本文
10月22日 2020年

神戸から東京経由で福島県へと夜行バスを乗り継ぎ、福島県いわき市へ、
常磐線 いわき駅から、今年(2020年) 3月に、
東日本大震災(2011年 3月11日)から9年ぶりに
全線開通が再開された常磐線へ乗り、
父の住む南相馬市 原町駅へ 18時間かけて
ようやっと到着。 



原町駅、小さな駅で、改札口は、下車してすぐのところにあったにも関わらず、
逆にもう、これは天性と言ってもなんら差し支えないと思える程の方向音痴しかかましてないわたしは、
よく見りゃ見えてるはずの改札口の逆方向へ、歩き、意味もなくエレベーターで二階へと上がり、
「なるほどね。」と、意味もなくエレベーターでそのまま降りて、下車した地点から数メートル逆方向にあった改札口を出た。

4年以上ぶりに、高知の道でボロックソにわたしと父は喧嘩をして、わたしが父の車に石を投げるという暴挙に出て以来の、アホの父こと、我が父に再会。
わたしも父も、元々そういう性質だが、余計に、目を合わすわけも無く、
そそくさと、父と一緒に駅の駐車場に置いてあった父の車に乗った。
昔から変わらず、父の車の車内は加齢臭と喫煙臭で臭く、
これでも近年、多分、かなり努力したのだろうという感じで、空き缶やら、ゴミが普通にある。
乗った途端に、
「あー、まさに、たばこ吸える〜」
と言った具合。
煙草を吸うのは、家族でわたしと父のみで、わたしもまさか、自分が喫煙者になろうとは思わなかったが、なってしまっているおかげで、
父との会話の接点も入り口も、いつも煙草のことになっている。
父の車に乗り込んだ途端に、
父:「ちょっと一服しよ。杏ちゃん(わたし)、これ、灰皿、使うたや。」
と、携帯灰皿を渡してきた。
わたしは
私:「ありがと。」と言って受け取り、発車前に2人で一服。

アホの父は、毎年毎年、周りが言ってもないし、聞いてもないのに、
父:「この1カートンで、煙草はやめる。」
と誰彼構わず色んな人に言い続け、もう、誰もそんな言葉をまともに聞く人間はおらず、無視されている。
実質、父は何も喋っていないと同じである。
終いには、今働いている福島の会社の係長にまで、自分から
父:「煙草やめたら帰ります。」
と、言ってしまって、本当ならば、今年度いっぱいで実家の高知へ帰る予定だったらしいが、
地方から来ている他の方が帰ることになり、その座を奪われ、その上、煙草はやめるはずもないくせに、
自らそんな事を断言して、墓穴を掘って、
もう一年は帰れなくなった事が決定したのだそうだ。
まぁ、父は、自分を必要としてくれる事が、とにかく嬉しいだけなのだろう。

わたしが、
私:「マジかよー!お母さんにはその事ちゃんと 話しちょん?」
と、訊くと、
父:「うん。言うちょ。知っちょうよ。お父さん、(実家)帰ったら お母さんに捨てられるかもしれん。笑」

データ抜粋
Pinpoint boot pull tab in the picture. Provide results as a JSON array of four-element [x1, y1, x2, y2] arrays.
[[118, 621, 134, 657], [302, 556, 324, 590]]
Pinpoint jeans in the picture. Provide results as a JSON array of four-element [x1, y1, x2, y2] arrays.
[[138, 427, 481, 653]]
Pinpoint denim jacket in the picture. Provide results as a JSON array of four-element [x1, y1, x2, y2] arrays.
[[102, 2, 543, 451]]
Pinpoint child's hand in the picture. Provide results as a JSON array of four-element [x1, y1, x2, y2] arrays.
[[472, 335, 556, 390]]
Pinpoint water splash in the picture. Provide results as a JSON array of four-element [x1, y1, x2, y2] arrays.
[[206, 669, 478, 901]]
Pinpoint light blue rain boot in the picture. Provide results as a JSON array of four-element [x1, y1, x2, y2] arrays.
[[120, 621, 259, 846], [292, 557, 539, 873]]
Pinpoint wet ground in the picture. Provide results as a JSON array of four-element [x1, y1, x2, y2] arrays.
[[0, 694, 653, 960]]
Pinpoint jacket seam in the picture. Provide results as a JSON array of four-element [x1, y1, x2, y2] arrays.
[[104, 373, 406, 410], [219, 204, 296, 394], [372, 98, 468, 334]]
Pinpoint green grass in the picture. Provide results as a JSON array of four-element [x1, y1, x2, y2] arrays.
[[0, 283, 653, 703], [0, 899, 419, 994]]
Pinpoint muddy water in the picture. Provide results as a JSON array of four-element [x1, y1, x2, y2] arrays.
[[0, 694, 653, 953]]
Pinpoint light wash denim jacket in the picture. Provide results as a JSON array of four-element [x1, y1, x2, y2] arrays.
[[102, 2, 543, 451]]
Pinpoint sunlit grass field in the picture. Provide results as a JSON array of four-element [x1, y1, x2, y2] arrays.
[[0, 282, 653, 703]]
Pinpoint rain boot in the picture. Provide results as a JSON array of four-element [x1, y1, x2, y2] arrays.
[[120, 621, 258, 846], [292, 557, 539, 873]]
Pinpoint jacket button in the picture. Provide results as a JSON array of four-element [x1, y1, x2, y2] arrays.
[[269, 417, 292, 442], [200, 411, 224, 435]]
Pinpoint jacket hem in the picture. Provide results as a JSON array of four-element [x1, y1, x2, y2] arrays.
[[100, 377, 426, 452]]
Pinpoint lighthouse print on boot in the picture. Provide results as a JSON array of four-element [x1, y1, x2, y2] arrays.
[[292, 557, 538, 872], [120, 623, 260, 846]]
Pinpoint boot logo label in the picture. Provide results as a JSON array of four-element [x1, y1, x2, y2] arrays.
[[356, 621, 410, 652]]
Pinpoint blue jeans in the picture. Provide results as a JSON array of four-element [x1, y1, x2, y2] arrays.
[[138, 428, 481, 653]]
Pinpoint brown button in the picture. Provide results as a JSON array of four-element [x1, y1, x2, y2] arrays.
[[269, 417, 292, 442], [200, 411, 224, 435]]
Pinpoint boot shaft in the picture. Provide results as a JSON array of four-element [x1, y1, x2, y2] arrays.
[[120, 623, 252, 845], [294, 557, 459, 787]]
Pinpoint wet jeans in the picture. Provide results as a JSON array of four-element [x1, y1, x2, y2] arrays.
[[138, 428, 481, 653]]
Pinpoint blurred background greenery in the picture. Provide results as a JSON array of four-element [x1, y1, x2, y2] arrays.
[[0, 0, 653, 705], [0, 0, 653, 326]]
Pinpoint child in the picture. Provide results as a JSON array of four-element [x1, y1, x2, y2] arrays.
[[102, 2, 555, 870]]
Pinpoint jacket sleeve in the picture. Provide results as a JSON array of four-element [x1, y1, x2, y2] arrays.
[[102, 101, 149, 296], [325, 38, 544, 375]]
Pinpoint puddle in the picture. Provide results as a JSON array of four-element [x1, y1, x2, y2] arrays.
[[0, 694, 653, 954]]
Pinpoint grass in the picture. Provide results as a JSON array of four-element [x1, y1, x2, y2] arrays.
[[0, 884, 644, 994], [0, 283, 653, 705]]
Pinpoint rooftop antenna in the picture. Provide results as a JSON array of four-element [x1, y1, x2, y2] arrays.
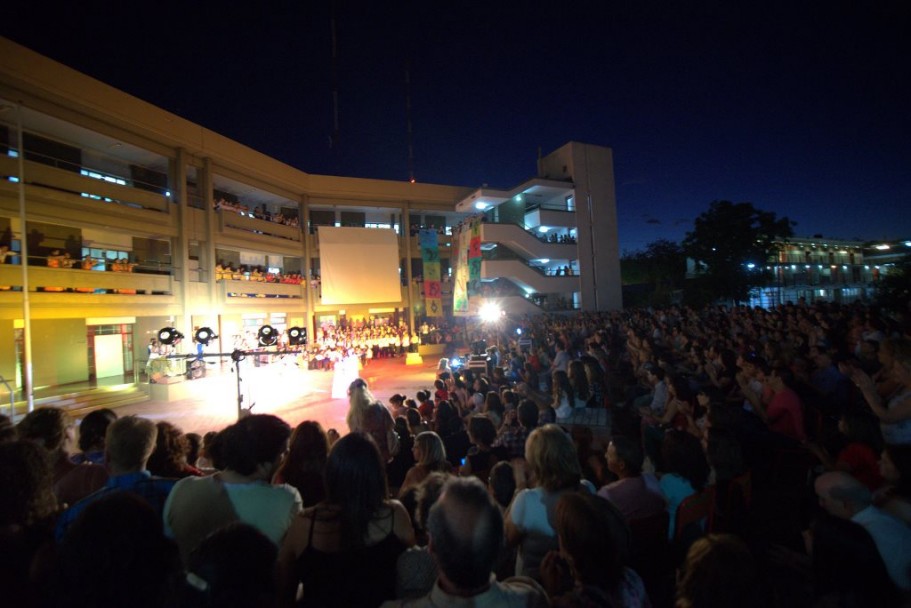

課題
(a) 本文では、神戸を出て原町駅に着くまでに何時間かかったか。
(b) 本文の「4年以上ぶりに、高知の道でボ」から「父:「ちょっと一服しよ。杏ちゃん(わたし)、これ、灰皿、使うたや。」」までを両端も含めて書き写し、その際「空き缶」を「ペットボトル」に入れ替えよ。
データの資料は本文とは別個のものである。

各課題の解答
(a) 18時間。

(b)
4年以上ぶりに、高知の道でボロックソにわたしと父は喧嘩をして、わたしが父の車に石を投げるという暴挙に出て以来の、アホの父こと、我が父に再会。
わたしも父も、元々そういう性質だが、余計に、目を合わすわけも無く、
そそくさと、父と一緒に駅の駐車場に置いてあった父の車に乗った。
昔から変わらず、父の車の車内は加齢臭と喫煙臭で臭く、
これでも近年、多分、かなり努力したのだろうという感じで、ペットボトルやら、ゴミが普通にある。
乗った途端に、
「あー、まさに、たばこ吸える〜」
と言った具合。
煙草を吸うのは、家族でわたしと父のみで、わたしもまさか、自分が喫煙者になろうとは思わなかったが、なってしまっているおかげで、
父との会話の接点も入り口も、いつも煙草のことになっている。
父の車に乗り込んだ途端に、
父:「ちょっと一服しよ。杏ちゃん(わたし)、これ、灰皿、使うたや。」